## DATA FOR ANALYSIS
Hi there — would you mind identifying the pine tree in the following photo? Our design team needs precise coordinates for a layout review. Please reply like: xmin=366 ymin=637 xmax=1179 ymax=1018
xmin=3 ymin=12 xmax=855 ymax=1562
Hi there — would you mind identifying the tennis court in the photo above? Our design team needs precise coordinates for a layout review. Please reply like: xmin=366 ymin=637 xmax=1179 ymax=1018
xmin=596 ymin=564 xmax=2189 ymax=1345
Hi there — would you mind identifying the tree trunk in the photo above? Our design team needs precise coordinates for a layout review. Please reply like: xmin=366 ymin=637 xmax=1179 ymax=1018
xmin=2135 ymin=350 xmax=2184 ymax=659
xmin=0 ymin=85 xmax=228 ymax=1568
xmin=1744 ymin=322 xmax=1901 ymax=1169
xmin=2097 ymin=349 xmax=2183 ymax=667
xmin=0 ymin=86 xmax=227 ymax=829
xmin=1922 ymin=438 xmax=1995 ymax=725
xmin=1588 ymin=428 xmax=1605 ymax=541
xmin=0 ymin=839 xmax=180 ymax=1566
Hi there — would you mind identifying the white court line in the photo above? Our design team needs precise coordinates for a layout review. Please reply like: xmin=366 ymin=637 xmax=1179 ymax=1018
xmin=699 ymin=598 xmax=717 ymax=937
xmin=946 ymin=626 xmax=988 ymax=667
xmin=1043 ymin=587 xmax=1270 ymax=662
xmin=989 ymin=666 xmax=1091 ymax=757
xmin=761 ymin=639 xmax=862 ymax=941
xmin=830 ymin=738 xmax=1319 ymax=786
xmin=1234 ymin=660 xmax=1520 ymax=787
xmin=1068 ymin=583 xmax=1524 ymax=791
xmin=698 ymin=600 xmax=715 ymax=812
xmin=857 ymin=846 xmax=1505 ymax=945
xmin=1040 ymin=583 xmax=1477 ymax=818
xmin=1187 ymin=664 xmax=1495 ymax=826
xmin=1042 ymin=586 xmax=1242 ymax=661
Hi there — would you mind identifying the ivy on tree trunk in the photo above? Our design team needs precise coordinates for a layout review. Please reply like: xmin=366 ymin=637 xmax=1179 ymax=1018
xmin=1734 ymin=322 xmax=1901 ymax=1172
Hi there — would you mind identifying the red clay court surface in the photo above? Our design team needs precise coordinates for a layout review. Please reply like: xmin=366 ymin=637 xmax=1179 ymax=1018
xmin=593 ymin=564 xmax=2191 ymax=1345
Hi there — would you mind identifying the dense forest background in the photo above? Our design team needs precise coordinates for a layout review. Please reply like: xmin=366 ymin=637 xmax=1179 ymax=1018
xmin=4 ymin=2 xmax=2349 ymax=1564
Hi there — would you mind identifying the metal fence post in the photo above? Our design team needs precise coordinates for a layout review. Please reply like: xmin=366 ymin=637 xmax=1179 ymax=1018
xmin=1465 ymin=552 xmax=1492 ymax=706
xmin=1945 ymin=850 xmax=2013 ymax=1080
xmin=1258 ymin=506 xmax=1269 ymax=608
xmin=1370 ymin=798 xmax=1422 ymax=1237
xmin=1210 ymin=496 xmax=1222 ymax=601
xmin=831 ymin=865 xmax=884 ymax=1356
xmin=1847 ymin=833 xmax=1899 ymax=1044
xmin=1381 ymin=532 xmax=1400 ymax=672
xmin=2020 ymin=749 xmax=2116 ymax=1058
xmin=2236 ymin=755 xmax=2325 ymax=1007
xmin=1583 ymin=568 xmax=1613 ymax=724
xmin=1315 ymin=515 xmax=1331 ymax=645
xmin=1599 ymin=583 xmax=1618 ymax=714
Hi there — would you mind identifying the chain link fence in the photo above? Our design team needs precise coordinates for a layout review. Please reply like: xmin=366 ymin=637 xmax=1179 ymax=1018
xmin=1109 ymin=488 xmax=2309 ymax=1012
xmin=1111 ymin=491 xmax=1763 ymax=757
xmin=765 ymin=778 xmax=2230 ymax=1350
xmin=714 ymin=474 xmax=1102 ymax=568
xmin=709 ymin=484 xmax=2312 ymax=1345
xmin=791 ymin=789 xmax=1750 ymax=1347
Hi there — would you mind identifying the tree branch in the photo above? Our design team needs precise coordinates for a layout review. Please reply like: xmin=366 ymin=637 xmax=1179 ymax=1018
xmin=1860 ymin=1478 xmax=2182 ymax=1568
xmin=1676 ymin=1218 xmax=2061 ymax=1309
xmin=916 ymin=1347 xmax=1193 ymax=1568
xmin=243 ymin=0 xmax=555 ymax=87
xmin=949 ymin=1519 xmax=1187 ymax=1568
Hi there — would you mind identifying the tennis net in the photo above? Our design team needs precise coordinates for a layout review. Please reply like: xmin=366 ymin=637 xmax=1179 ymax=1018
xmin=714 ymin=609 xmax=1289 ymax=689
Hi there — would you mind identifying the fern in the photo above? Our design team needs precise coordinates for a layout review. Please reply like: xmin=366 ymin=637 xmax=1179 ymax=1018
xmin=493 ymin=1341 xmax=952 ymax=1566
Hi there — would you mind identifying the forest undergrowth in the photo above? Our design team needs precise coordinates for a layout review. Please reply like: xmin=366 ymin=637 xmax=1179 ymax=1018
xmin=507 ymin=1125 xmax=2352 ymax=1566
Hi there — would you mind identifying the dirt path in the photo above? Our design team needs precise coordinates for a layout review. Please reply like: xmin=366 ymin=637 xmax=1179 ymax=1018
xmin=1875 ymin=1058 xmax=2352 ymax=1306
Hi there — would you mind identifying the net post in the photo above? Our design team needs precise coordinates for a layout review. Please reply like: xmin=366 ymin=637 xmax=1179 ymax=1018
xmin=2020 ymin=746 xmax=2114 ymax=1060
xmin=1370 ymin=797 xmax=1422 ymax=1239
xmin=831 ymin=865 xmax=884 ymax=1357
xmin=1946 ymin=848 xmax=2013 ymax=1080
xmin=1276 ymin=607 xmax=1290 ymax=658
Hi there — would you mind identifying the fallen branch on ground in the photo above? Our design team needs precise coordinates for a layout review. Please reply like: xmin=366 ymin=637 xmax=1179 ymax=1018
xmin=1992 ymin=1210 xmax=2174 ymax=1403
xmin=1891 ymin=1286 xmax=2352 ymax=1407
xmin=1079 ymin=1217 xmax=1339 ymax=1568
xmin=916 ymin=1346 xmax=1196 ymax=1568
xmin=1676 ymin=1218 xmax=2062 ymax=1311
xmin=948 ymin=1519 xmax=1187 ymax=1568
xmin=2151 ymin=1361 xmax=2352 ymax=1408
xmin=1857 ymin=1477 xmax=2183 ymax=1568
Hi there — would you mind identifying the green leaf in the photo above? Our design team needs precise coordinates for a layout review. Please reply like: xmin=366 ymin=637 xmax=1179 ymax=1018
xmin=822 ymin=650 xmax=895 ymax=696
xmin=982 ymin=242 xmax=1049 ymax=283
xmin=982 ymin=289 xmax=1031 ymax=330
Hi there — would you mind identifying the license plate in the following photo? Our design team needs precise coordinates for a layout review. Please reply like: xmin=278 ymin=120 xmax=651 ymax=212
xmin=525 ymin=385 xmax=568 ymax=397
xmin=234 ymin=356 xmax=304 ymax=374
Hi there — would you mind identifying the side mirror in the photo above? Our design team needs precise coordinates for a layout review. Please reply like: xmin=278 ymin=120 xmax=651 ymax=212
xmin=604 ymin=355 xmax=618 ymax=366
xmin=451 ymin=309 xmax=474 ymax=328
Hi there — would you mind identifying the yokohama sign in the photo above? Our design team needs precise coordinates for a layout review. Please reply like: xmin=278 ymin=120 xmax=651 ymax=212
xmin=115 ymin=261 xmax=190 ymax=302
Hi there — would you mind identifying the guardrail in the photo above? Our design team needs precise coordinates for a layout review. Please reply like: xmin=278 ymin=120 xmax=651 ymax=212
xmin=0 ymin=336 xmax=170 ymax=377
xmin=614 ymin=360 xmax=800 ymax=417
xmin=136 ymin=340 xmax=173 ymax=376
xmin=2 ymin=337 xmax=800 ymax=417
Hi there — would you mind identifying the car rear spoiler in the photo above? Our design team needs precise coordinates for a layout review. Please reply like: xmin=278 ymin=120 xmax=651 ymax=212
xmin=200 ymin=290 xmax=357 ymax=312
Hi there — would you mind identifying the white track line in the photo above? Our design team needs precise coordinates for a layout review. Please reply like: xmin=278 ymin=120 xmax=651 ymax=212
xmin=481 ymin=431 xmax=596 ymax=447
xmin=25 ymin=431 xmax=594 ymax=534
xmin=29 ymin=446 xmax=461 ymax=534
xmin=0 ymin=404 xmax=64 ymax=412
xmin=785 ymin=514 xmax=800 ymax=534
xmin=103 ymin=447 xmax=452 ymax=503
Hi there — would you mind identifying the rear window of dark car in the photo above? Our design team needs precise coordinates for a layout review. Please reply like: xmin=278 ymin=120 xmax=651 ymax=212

## YOUR GOAL
Write out again, exactly, the lines from the one holding "Hi there — would you mind identifying the license" through the end of the listing, with both ends included.

## FINISHED TASK
Hi there — would you mind identifying the license plate in the following photo? Our design team needs precise coordinates for a layout review. Please reply like: xmin=278 ymin=120 xmax=651 ymax=212
xmin=525 ymin=385 xmax=568 ymax=397
xmin=234 ymin=356 xmax=304 ymax=374
Hi there — would you mind identifying the side mirror in the photo above? Our design team needs precise coordinates for a layout review. Please reply like: xmin=278 ymin=120 xmax=651 ymax=212
xmin=604 ymin=355 xmax=618 ymax=366
xmin=451 ymin=309 xmax=474 ymax=328
Hi there — would you mind identifying the yokohama sign in the photo above? Our design team needs precise coordinates for a layout review. Please reply like: xmin=278 ymin=120 xmax=651 ymax=212
xmin=115 ymin=261 xmax=190 ymax=302
Hi there — would you mind identifying the guardrail in the photo above? Our design team needs precise coordinates for a layout review. Please reply like: xmin=278 ymin=120 xmax=651 ymax=212
xmin=0 ymin=336 xmax=170 ymax=377
xmin=614 ymin=360 xmax=800 ymax=417
xmin=136 ymin=340 xmax=173 ymax=376
xmin=2 ymin=337 xmax=800 ymax=417
Hi there — would you mind identifying the car rear spoiler in the photo above? Our design team needs precise coordinates for a layout review. Please reply like: xmin=278 ymin=120 xmax=651 ymax=212
xmin=200 ymin=290 xmax=357 ymax=312
Hi there — would you mind identifying the white track line in the photo above? Our design team needs precise coordinates for a layout review. Please reply like: xmin=278 ymin=120 xmax=651 ymax=212
xmin=481 ymin=431 xmax=596 ymax=447
xmin=25 ymin=431 xmax=594 ymax=534
xmin=29 ymin=446 xmax=461 ymax=534
xmin=0 ymin=404 xmax=64 ymax=412
xmin=785 ymin=514 xmax=800 ymax=534
xmin=103 ymin=447 xmax=452 ymax=503
Hi there — would you mind identifying the rear window of dark car in the photo above? Our design team needs precise coordinates for a layout review. Please reply like: xmin=278 ymin=120 xmax=651 ymax=212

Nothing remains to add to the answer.